= Excerpt to read =
>> begin

This meeting was followed by a brief Eurogroup meeting, where finance ministers were not able to take any decisions as the previous talks had not arrived at a conclusion. A decision was reached for the ministers to reconvene at 1 p.m. in Brussels on Thursday, by which time they hope to have a document that they can assess.

“We will work through the night if we have to,” said Eurogroup chief Jeroen Dijsselbloem, who was also due to take part in Wednesday night’s talks along with European Economic Affairs Commissioner Pierre Moscovici and European Stability Mechanism chief Klaus Regling.

A government official said Greece’s delegation had expected talks in Brussels on Wednesday to focus on Greek proposals that “the institutions had accepted as a basis for discussion on Monday.” However, the creditors submitted their own proposal, “which transfers the burden to salaried workers and pensioners in a way that is socially unfair while also proposing measures to avoid increasing the burden on the privileged,” the official said.

“The Greek side is unable to go in such a direction,” the official added, noting that “negotiations are continuing at all levels.”

The creditors’ latest demands include that Greece raise revenue to the tune of 1 percent of gross domestic product from reforms to the value-added tax system, as compared to 0.74 percent of GDP as proposed by Greece. Overhauls proposed by creditors would lead to the VAT on cafes and restaurants increasing to 23 percent from the current 13 percent. The VAT on basic supermarket staples such as pasta and rice would increase to 23 percent. Creditors also want Greece to gradually phase out the low-level pension benefit known as EKAS.

>> end

= Exercise instructions =
**1)** Turn the paragraph of the Greek debt talks excerpt that begins "The creditors' latest demands include" into a short bulleted list that keeps its main facts.
**2)** According to the Greek debt talks excerpt, when and where are the finance ministers due to reconvene?

(Saved data entries)
>> begin

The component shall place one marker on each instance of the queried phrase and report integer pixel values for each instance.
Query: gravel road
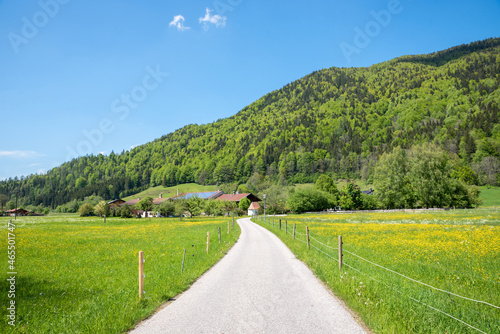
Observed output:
(258, 287)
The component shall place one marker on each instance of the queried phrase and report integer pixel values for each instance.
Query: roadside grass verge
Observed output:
(455, 251)
(79, 275)
(490, 196)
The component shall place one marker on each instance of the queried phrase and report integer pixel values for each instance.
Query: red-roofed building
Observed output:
(238, 197)
(253, 209)
(17, 212)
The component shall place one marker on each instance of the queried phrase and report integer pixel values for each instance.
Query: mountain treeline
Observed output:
(337, 121)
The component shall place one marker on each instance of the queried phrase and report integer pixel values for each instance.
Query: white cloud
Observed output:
(178, 22)
(19, 154)
(42, 171)
(219, 21)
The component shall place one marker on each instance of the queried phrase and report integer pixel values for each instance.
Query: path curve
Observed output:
(258, 287)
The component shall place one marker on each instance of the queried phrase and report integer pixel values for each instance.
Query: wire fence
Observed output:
(338, 258)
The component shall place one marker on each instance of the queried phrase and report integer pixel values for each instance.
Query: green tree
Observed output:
(213, 207)
(277, 197)
(167, 208)
(194, 205)
(3, 201)
(81, 182)
(325, 183)
(85, 209)
(244, 204)
(391, 180)
(310, 200)
(369, 202)
(102, 209)
(464, 174)
(125, 211)
(145, 204)
(350, 197)
(180, 207)
(11, 205)
(429, 175)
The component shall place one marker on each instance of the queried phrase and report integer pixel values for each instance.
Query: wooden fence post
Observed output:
(340, 252)
(307, 235)
(141, 274)
(208, 241)
(183, 258)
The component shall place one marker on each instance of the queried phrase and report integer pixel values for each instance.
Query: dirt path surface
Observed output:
(258, 287)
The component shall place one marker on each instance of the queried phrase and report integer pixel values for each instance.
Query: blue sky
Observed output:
(81, 77)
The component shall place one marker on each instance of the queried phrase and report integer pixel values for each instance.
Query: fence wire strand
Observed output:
(414, 299)
(395, 272)
(422, 283)
(324, 252)
(319, 242)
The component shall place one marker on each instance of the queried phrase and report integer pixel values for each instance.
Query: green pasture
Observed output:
(79, 275)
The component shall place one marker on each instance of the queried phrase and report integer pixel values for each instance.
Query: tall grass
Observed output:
(79, 275)
(456, 251)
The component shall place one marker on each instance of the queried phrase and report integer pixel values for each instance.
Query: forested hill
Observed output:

>> end

= Solutions to the problems =
**1)**
- Greece should raise revenue equal to 1 percent of GDP through value-added tax reforms, compared with the 0.74 percent Greece proposed.
- VAT on cafes and restaurants would rise from 13 percent to 23 percent.
- VAT on basic supermarket staples such as pasta and rice would rise to 23 percent.
- Greece should gradually phase out the low-level pension benefit known as EKAS.

**2)** At 1 p.m. on Thursday in Brussels.